Records contained in a dataset

=-=-=

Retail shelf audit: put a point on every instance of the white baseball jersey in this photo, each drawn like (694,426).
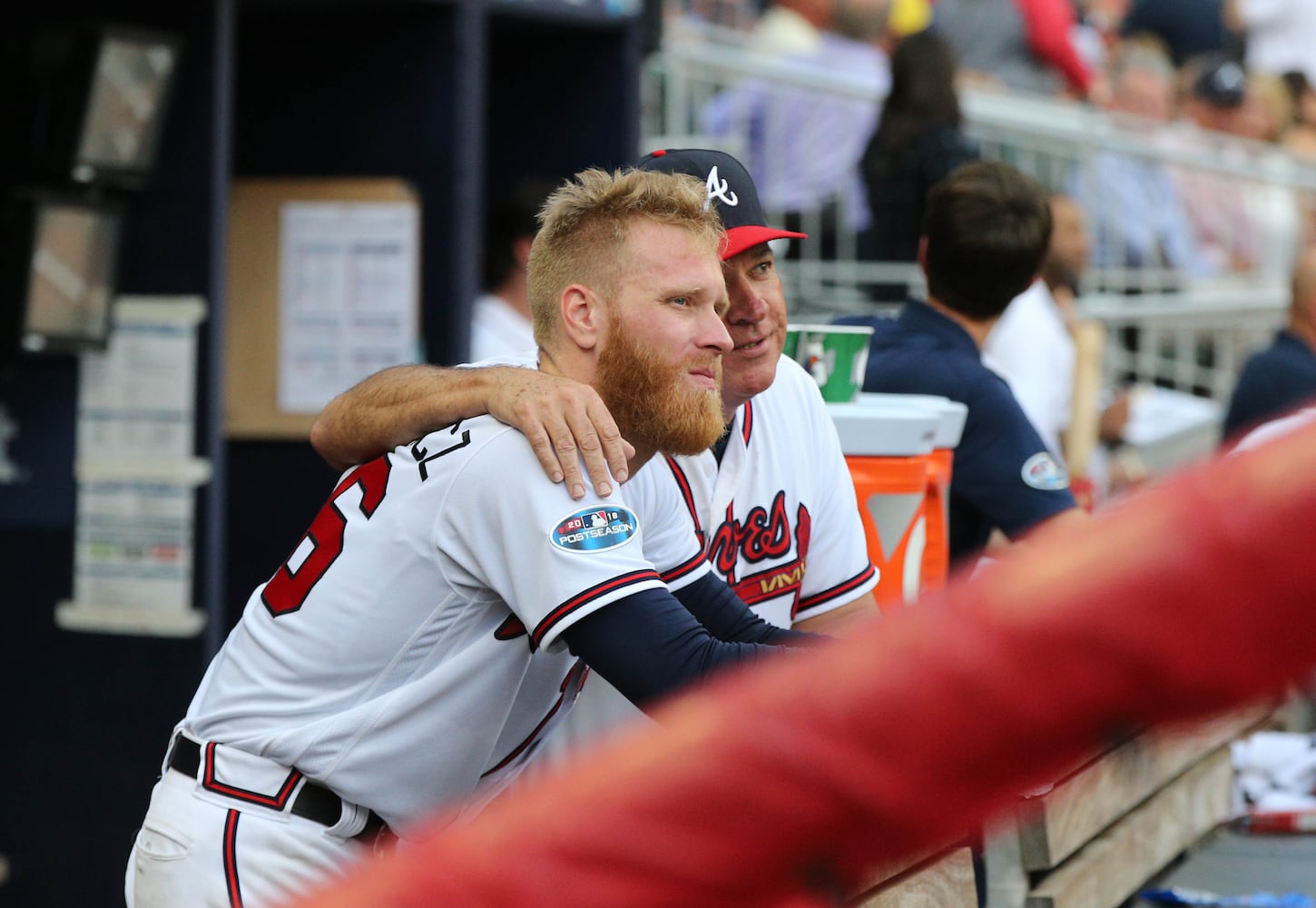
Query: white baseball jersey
(408,653)
(778,520)
(781,501)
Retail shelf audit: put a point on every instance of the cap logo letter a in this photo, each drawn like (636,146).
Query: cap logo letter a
(719,188)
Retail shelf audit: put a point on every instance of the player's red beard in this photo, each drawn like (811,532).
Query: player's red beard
(652,400)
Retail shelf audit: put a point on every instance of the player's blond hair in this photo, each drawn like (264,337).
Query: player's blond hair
(584,231)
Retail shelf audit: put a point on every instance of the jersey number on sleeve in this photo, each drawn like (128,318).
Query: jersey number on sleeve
(289,588)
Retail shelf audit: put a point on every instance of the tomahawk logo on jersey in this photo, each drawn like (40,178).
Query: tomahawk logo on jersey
(739,549)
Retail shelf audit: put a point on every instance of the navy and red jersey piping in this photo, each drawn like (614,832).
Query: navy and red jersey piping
(587,597)
(839,590)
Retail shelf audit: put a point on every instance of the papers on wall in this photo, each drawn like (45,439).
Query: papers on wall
(137,474)
(348,296)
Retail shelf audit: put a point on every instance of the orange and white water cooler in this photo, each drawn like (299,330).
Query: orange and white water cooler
(899,449)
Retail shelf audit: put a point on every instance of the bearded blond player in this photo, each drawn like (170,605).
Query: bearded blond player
(414,650)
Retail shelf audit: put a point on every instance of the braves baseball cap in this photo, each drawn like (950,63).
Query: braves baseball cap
(730,184)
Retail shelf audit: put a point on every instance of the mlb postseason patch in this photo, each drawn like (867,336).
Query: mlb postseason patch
(595,529)
(1043,471)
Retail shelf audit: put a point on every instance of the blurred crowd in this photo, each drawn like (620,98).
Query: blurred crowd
(1224,78)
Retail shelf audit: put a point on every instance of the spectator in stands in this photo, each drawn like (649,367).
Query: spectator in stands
(1282,375)
(1275,208)
(986,232)
(801,143)
(1301,137)
(1026,45)
(1032,348)
(918,143)
(1215,110)
(1031,345)
(1280,35)
(1187,28)
(500,321)
(1136,211)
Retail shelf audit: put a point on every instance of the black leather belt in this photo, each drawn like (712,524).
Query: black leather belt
(313,802)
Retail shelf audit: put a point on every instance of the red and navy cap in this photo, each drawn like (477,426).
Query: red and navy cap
(730,186)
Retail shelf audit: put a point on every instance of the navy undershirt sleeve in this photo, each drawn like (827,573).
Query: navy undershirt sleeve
(728,617)
(649,645)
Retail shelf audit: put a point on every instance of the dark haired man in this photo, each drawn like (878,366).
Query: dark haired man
(986,229)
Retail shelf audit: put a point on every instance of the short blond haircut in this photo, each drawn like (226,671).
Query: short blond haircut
(584,229)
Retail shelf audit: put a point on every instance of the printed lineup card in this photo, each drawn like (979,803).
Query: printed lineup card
(137,474)
(348,296)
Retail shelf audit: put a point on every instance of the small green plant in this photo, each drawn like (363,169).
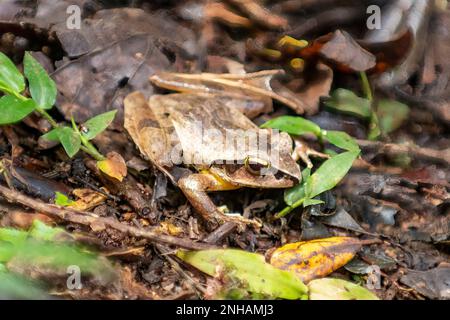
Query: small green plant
(45,249)
(328,175)
(15,106)
(382,115)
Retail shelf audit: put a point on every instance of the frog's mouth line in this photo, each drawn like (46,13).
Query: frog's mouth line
(191,144)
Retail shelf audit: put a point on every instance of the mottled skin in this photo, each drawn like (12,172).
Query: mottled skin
(167,122)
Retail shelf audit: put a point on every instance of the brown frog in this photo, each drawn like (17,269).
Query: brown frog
(223,149)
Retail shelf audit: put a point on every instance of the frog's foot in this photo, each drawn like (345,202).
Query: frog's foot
(195,188)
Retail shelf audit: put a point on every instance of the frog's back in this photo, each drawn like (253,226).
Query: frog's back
(206,129)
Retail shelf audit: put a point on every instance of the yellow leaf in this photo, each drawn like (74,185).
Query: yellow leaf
(316,258)
(88,199)
(114,166)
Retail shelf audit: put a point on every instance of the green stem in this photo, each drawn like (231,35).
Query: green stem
(366,86)
(48,117)
(92,152)
(87,146)
(289,209)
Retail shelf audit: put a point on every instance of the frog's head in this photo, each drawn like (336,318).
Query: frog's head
(273,168)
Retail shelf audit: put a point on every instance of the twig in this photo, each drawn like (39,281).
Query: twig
(220,233)
(90,219)
(260,14)
(440,156)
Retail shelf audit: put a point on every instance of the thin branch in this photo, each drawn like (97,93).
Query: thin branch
(90,219)
(427,154)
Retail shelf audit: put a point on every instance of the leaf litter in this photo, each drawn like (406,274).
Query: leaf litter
(366,203)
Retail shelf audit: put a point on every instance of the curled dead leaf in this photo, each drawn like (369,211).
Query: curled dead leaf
(114,166)
(316,258)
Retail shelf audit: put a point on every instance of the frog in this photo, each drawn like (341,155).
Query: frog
(170,131)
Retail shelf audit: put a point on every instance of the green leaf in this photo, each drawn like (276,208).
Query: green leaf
(13,110)
(13,236)
(391,115)
(347,101)
(70,140)
(97,124)
(311,202)
(42,87)
(293,125)
(330,173)
(62,200)
(337,289)
(250,269)
(13,286)
(341,140)
(41,231)
(374,127)
(52,135)
(10,77)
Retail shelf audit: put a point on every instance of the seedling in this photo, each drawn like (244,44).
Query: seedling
(383,115)
(328,175)
(15,106)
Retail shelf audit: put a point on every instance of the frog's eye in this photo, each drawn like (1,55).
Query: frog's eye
(255,165)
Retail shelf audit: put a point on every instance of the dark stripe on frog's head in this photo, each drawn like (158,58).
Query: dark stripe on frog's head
(148,123)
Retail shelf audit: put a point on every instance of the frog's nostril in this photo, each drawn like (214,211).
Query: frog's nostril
(255,166)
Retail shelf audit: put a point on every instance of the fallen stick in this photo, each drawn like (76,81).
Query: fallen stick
(91,220)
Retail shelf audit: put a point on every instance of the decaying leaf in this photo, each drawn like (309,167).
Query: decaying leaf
(337,289)
(341,50)
(250,269)
(114,166)
(239,86)
(88,199)
(317,84)
(316,258)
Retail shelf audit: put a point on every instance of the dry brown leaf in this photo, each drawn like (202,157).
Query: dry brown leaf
(317,258)
(114,166)
(88,199)
(308,96)
(243,87)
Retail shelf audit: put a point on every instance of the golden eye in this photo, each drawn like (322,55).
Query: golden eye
(255,165)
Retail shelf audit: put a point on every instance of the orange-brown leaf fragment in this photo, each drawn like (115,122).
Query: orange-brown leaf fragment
(114,166)
(88,199)
(317,258)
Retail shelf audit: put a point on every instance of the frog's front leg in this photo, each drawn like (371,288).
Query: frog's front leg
(195,188)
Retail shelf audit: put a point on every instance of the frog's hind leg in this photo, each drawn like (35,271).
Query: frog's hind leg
(195,188)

=-=-=

Task: Starting from the line holding "drawn like (202,157).", restate the remaining lines of the data word for word, including the last.

Response for this exercise:
Retail shelf audit: put a point on every instance of the dry brown leaf in this photo, each drawn like (202,157).
Query: dry brown leaf
(317,258)
(114,166)
(88,199)
(308,96)
(243,87)
Retail shelf audit: put a point on every instance of the golden eye in this photo, each drawn like (322,55).
Query: golden eye
(255,165)
Retail shelf audit: put a point on every instance of the orange-brown leaf fragment in this photo, each drawn like (115,122).
Query: orange-brown leaf fragment
(114,166)
(88,199)
(317,258)
Retail shelf audit: put a point on every instance of the frog's front leg in this photo, each drawn like (371,288).
Query: frog's front leg
(195,188)
Retail shelf audit: put a point on every instance of the frog's hind leg in this photo, each drawn like (35,271).
Query: frog's hind leg
(195,188)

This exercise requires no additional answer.